**SELECTED PASSAGE:**
Core Idea: Under two natural assumptions (querying different dimensions along the root-to-leaf path and grid-distributed data), the disagreement coefficient for decision trees is polylogarithmic. Combined with a new multiplicative error algorithm, this enables polylogarithmic label complexity.
Method¶
Overall Architecture¶
The paper addresses a single question: how many labels can active learning actually save for decision trees, and can this be provably guaranteed? The authors decompose this into two independent parts that are eventually combined. The first part is a purely combinatorial analysis that calculates an explicit bound for the disagreement coefficient \(\theta\) of the decision tree hypothesis class, which is a prerequisite for applying existing label complexity frameworks. The second part is a general algorithm, independent of decision trees, which for the first time achieves a \((1+\epsilon)\) multiplicative error guarantee for active learning in classification tasks. Both parts are independently valid; when combined and applied to decision trees, they yield Corollary 1.3: the label complexity is polylogarithmic relative to the dataset size. Finally, a lower bound is provided to prove that the algorithm's dependence on \(\epsilon\) is nearly optimal.
Key Designs¶
1. Disagreement Coefficient Analysis (Theorem 1.1): Linking "label expenditure" to a computable geometric quantity
The label savings in active learning are theoretically determined by the disagreement coefficient \(\theta\)—classic results (Hanneke 2014) express label complexity as \(\theta \cdot \text{poly}(\text{VC-dim}, \ln n, 1/\epsilon)\). Thus, a small \(\theta\) ensures a small total label count. The challenge was that \(\theta\) for decision trees was only proven to be "finite" by Balcan et al. 2010, and without an explicit calculation, the framework could not be applied. This paper decomposes a decision tree into several LineTrees (each corresponding to a sub-structure induced by a root-to-leaf path), analyzes the disagreement region of individual LineTrees, and aggregates them back into the full tree. Under two natural assumptions—querying different feature dimensions at each step along a path and data following a grid distribution—the result is \(\theta = O(\ln^{OPT}(n))\), a polylogarithmic magnitude relative to the dataset size.

**EXERCISES TO COMPLETE:**
**a.** In the passage on active learning for decision trees, who had earlier shown only that the disagreement coefficient for decision trees is finite?
**b.** Please resume the passage on active learning for decision trees, continuing on from its final sentence.

Entries taken from a collection
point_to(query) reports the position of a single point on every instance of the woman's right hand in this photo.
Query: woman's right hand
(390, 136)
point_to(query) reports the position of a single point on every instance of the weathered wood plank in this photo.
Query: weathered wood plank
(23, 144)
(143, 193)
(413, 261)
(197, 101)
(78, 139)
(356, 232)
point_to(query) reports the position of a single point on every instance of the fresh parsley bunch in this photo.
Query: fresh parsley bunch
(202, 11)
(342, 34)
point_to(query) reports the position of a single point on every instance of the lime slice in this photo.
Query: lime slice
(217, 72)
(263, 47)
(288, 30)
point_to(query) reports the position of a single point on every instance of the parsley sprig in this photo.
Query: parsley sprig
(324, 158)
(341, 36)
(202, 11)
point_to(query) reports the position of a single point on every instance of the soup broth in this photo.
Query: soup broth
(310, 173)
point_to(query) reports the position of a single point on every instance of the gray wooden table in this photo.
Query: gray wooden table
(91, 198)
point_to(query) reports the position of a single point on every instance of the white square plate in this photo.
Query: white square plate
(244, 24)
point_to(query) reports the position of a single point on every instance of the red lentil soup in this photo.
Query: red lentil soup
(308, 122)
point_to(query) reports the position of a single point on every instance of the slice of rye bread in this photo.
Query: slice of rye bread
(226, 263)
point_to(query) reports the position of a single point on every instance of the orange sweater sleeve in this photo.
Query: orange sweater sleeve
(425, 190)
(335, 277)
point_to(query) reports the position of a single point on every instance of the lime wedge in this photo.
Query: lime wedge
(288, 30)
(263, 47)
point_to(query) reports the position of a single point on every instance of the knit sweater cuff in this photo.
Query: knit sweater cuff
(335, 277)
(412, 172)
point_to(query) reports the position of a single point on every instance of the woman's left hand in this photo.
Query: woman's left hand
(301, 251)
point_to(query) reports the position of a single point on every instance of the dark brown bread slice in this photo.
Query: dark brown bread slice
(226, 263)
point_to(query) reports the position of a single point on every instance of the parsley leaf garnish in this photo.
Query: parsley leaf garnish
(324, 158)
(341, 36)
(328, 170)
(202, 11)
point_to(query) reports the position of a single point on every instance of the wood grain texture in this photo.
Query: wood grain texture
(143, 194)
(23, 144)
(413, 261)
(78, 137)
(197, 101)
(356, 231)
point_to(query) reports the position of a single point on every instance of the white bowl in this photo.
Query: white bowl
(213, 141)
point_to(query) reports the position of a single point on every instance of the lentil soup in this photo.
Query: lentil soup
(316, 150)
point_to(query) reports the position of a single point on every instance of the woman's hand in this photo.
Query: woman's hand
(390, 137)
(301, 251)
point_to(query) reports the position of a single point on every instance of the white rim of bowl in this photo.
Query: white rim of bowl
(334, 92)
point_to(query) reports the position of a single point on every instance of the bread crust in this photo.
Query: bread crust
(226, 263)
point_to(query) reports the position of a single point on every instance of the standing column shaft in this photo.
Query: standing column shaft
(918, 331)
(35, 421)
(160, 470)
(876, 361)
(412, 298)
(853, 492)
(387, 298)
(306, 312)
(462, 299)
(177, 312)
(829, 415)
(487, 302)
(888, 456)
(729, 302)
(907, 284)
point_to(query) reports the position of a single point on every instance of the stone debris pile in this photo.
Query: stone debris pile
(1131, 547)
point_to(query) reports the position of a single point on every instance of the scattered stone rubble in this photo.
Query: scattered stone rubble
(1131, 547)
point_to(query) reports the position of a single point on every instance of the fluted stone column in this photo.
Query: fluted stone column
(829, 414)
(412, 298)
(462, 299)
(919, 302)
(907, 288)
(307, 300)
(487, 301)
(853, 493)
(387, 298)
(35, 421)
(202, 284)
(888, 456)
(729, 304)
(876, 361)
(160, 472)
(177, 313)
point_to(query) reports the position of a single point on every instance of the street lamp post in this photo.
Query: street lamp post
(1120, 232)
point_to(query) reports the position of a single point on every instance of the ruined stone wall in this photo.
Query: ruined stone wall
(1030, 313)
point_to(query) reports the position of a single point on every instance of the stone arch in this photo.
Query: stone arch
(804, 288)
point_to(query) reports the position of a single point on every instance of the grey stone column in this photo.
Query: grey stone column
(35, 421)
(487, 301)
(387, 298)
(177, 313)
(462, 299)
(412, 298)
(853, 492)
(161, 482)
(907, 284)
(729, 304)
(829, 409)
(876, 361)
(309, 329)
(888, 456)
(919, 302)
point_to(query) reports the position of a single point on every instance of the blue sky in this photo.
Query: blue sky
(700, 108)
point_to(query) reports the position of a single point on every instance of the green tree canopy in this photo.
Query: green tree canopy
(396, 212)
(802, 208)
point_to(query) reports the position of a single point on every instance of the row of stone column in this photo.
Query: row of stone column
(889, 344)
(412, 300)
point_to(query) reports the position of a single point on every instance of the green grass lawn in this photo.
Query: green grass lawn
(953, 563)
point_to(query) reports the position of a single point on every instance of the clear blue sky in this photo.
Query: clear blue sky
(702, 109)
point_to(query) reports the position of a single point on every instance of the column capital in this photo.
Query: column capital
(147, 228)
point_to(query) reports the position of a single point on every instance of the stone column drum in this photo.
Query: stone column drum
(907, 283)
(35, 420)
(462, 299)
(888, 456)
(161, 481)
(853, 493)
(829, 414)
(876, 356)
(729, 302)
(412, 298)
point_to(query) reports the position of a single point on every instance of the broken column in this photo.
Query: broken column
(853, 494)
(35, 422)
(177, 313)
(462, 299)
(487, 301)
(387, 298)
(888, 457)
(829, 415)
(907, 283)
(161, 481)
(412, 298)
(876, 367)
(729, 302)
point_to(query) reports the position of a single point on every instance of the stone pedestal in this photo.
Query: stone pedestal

**THE RESULTS:**
**a.** Balcan et al. 2010

**b.**
2. Multiplicative Error Active Learning Algorithm (Algorithm 2, Theorem 1.2): Using "contraction stagnation" as a signal to bypass the dead-loop of estimating optimal error
Multiplicative error models are stronger than additive ones: they guarantee perfect classification in realizable settings, but legacy algorithms cannot be directly applied. Additive error algorithms must first estimate the optimal error \(\eta\) to set the precision, yet estimating \(\eta\) accurately requires \(O(1/\eta)\) labels—as one seeks a multiplicative guarantee (where \(\eta\) is small), the estimation becomes increasingly expensive, erasing the efficiency of active learning (a catch-22). This algorithm does not explicitly estimate \(\eta\). Instead, it maintains a version space (the set of classifiers not yet excluded) and refines it each round using new labels. The key innovation is reading the "contraction stagnation" signal: if the version space stops shrinking significantly in a given round, it indicates that the remaining disagreement is not noise but that the optimal error itself is already large, allowing the algorithm to terminate. This utilizes the intrinsic dynamics of the algorithm to indirectly lower-bound \(\eta\), achieving the \((1+\epsilon)\) multiplicative guarantee without extra label costs for estimation.
3. Label Complexity Lower Bound (Theorem 4.3): Proving the algorithm's \(\epsilon\) dependence is nearly optimal
An upper bound alone is insufficient; it must be shown that the algorithm is not wasting labels. The paper selects the simplest hypothesis class—decision stumps (single splits)—and constructs a lower bound demonstrating that any multiplicative error active learning algorithm must incur a certain magnitude of label consumption regarding \(\epsilon\). Since decision stumps are a special case of decision trees, this lower bound implies that the proposed algorithm's dependence on \(\epsilon\) is nearly optimal, with no significant theoretical room for improvement left on the table.
Loss & Training¶
This work is a purely theoretical contribution and does not involve specific training procedures. The algorithmic framework is built upon disagreement-based active learning, with all guarantees measured by the number of label queries required for version space refinement.
Key Experimental Results¶
Main Results¶
This work is a purely theoretical contribution; no experimental results are provided.
Key Findings¶
| Theorem | Content | Significance |
|---|---|---|
| Theorem 1.1 | \(\theta = O(\ln^{OPT}(n))\) | First explicit disagreement coefficient bound for decision trees |
| Theorem 1.2 | Multiplicative error algorithm | First \((1+\epsilon)\) active learning for classification |
| Corollary 1.3 | Polylogarithmic label complexity | Core result combining the two main contributions |
| Theorem 4.3 | Lower bound | Proves \(\epsilon\) dependence is nearly optimal |
Key Findings¶
- Both assumptions are necessary: relaxing either (allowing repeated dimension queries on a path or non-grid data) leads to polynomial label complexity.
- The multiplicative error framework guarantees perfect classification in realizable settings—a feat additive error cannot achieve.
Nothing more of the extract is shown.